Instructions =
**1)** In the passage on the GSD methodology, what failure mode in LLM-assisted development does the spec component address?
**2)** Do these statements agree with the passage on the GSD methodology? (a) Using GSD requires installing a CLI. (b) The spec format in GSD is meant to be exhaustive. (c) A meta-prompt-generated context file reflects where the project should be.

A hand-maintained context file accumulates the history of where the project has been. A meta-prompt-generated context file reflects where the project should be, filtered through what is relevant to the current task. These are structurally different documents, and the distinction matters for how reliably the model maintains consistent behavior across long sessions. Tools like Claude Code’s CLAUDE.md and Cursor’s .cursorrules provide the injection mechanism; GSD provides a principled approach to generating and maintaining what gets injected.

What the Spec Provides That Vague Descriptions Cannot

The spec component addresses a specific failure mode in LLM-assisted development: silent gap-filling.

Human collaborators ask clarifying questions when requirements are ambiguous. They flag contradictions. They notice when a stated constraint conflicts with an implied one. LLMs do none of these things reliably. When a model encounters ambiguity in a requirement, it generates the most statistically plausible interpretation and proceeds. If that interpretation matches your intent, you never notice the gap. If it does not, you find out during review or in production.

A spec written before implementation shifts where that ambiguity surfaces. You work through the unclear cases during spec writing rather than during code review. You make the restart-survival requirement explicit, the maximum active reminders per user, the timezone handling rules, before any code exists. These constraints are obvious in retrospect; they are invisible when rapidly iterating toward a working feature.

The spec format in GSD is deliberately lean rather than exhaustive: purpose, inputs, constraints, error cases, enough to prevent the most common category of intent-divergence in generated code without becoming a documentation burden. The discipline is in writing it before prompting for implementation, not afterward as documentation of what the implementation ended up doing.

SWE-bench research has consistently shown that agents working from well-specified intent substantially outperform those working from implicit context, even when the codebase is equally available to both. The spec is not ceremony; it is a functional input that changes what the model produces.

Why This Remains a Methodology Rather Than a Tool

GSD ships as markdown templates. There is no package to install, no CLI, no runtime to configure. The workflow instructions are natural language, the spec templates are markdown, and the meta-prompts are text files.

This is partly a design choice and partly an honest reflection of what the middle loop requires. The inner loop can be tooled because edit-run-test cycles have well-defined interfaces: file reads, shell commands, test runner output. The middle loop operates on intent, context coherence, and alignment between human goals and generated artifacts. Tools can prompt you to write a spec; they cannot determine whether the spec captures what matters for your specific project and your specific intent.

Dataset excerpts =
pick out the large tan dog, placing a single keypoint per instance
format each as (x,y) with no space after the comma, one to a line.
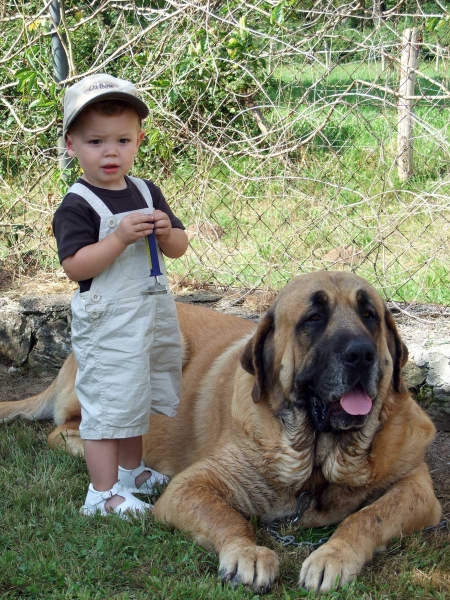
(311,400)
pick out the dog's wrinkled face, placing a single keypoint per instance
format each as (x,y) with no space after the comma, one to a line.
(328,345)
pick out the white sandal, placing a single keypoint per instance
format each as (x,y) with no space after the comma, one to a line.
(127,479)
(95,503)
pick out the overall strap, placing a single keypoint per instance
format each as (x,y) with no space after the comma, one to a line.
(96,203)
(143,188)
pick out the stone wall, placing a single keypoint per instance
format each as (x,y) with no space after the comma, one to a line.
(35,331)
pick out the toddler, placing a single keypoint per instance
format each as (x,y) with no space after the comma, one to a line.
(126,341)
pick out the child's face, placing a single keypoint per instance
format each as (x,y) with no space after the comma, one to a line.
(105,147)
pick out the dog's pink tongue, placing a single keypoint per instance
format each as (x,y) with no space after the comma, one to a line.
(356,402)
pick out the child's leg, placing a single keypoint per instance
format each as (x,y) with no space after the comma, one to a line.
(130,456)
(102,460)
(130,459)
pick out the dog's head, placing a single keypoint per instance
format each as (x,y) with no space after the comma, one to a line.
(328,345)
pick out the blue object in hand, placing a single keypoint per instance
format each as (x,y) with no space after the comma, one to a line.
(155,269)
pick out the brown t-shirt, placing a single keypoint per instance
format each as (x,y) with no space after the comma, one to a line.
(76,224)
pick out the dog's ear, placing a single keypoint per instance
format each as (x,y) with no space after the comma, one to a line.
(398,351)
(257,357)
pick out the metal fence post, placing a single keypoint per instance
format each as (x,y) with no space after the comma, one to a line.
(60,73)
(411,40)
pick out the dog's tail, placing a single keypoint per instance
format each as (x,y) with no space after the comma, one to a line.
(36,407)
(58,402)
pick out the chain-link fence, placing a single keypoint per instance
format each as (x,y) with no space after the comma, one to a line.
(288,136)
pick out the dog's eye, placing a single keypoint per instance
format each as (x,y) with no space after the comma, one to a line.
(314,318)
(369,314)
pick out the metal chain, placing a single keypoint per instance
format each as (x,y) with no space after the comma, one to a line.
(303,503)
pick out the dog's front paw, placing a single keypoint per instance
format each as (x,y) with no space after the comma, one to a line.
(330,566)
(255,567)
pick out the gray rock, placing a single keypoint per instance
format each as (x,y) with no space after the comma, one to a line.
(36,331)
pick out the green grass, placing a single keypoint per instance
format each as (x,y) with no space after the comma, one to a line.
(278,219)
(49,551)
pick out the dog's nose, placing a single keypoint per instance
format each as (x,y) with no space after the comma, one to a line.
(359,354)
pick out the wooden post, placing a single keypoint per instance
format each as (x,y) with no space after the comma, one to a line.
(411,41)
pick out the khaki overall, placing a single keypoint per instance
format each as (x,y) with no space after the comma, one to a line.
(126,343)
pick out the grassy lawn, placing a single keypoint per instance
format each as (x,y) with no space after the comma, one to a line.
(49,551)
(268,219)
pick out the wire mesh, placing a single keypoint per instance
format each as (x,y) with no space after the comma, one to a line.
(273,133)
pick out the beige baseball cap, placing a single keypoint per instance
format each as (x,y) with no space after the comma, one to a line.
(95,88)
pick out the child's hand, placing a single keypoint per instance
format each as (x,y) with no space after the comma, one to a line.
(162,224)
(133,227)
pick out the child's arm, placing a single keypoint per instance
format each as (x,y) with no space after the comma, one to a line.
(172,241)
(91,260)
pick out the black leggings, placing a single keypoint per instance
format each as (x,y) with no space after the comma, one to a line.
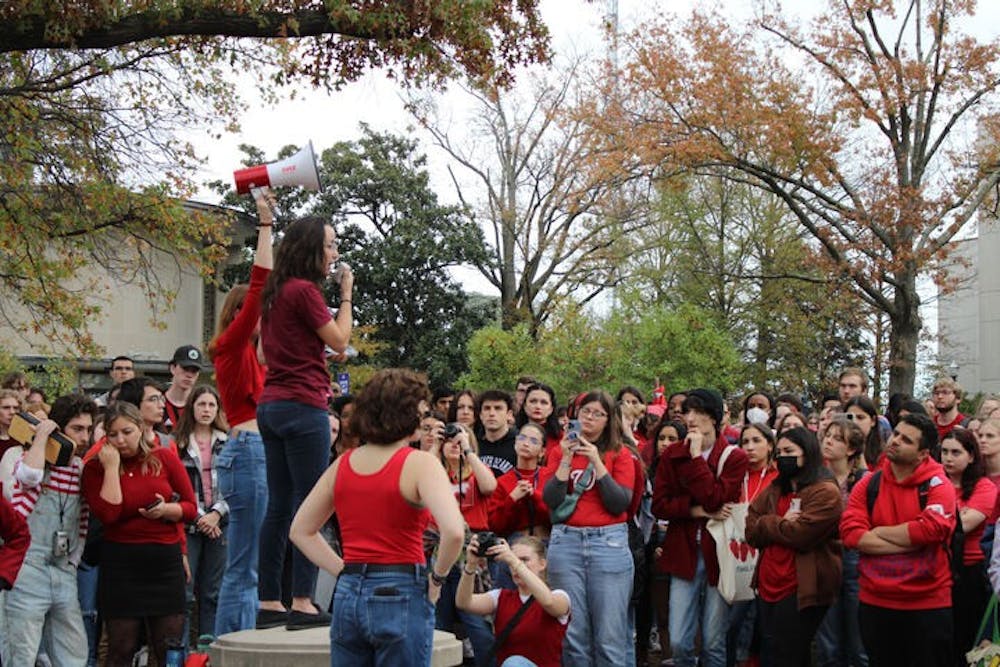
(123,637)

Set of answers =
**1)** Silent gap-filling.

**2)**
(a) No: "There is no package to install, no CLI, no runtime to configure."
(b) No: "The spec format in GSD is deliberately lean rather than exhaustive"
(c) Yes: "A meta-prompt-generated context file reflects where the project should be"